Write out, character for character, the line containing "x=162, y=127" and all lines after it up to the end of the listing.

§

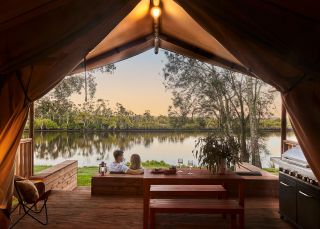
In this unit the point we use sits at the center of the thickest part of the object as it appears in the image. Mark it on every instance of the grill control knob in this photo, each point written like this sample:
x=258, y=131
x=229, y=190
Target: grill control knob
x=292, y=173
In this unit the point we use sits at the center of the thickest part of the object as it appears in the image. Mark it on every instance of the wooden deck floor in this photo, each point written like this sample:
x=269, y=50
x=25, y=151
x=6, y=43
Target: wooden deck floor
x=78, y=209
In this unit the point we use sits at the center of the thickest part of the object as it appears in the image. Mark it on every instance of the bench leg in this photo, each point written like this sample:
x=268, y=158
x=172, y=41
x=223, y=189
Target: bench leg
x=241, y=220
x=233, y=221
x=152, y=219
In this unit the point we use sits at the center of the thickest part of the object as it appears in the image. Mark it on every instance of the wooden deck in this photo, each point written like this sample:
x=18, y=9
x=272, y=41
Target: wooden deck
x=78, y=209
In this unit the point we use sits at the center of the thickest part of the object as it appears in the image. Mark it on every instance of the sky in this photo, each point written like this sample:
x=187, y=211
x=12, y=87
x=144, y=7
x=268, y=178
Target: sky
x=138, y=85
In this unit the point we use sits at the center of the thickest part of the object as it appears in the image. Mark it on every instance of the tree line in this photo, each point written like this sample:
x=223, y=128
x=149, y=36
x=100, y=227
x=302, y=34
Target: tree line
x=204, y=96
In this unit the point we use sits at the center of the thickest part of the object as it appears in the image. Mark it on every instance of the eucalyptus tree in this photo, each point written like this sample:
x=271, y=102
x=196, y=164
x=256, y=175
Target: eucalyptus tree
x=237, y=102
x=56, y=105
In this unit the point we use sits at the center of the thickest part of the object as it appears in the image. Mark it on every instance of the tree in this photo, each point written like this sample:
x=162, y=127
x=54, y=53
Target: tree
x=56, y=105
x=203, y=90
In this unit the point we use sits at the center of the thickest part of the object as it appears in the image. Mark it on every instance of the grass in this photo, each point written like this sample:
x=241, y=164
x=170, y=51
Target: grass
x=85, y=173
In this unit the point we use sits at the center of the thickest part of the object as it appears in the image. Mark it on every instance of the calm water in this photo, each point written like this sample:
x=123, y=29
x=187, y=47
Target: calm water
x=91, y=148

§

-- EXERCISE OUTPUT --
x=162, y=127
x=54, y=53
Target: tree
x=56, y=105
x=203, y=90
In this unit the point we use sits at the center of the thickest part of the object as it appears in the image. Mark it on every instance of the grass in this photo, each point written like this sample:
x=241, y=164
x=170, y=51
Target: grass
x=85, y=173
In this unit the point we use sits at the center of the thickest part of the object as it appears in the image. Mark it on every instance of the calm water in this photo, each point written like this sample:
x=123, y=29
x=187, y=47
Target: calm water
x=91, y=148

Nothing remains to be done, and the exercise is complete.